What is being asked — Reproduce, word for word, every line starting at the line that contains "Target: floating walkway" and ending with the final line of the entries.

[Referring expression data]
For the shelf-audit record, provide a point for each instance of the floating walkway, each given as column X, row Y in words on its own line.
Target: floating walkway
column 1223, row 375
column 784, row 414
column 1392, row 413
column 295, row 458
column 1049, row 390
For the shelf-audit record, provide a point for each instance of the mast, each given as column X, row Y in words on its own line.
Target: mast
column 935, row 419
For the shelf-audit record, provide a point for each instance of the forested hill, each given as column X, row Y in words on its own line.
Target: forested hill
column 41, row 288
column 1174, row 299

Task result —
Target: floating walkway
column 1223, row 375
column 784, row 414
column 1392, row 413
column 295, row 458
column 1049, row 390
For the shelf-audit record, provide a point for each instance of the mast, each given as column X, row Y in words on its own line.
Target: mast
column 935, row 419
For the shelf-audit record, provide a point for each instance of the forested hill, each given as column X, row Y in words on its own line.
Target: forested hill
column 41, row 288
column 1174, row 299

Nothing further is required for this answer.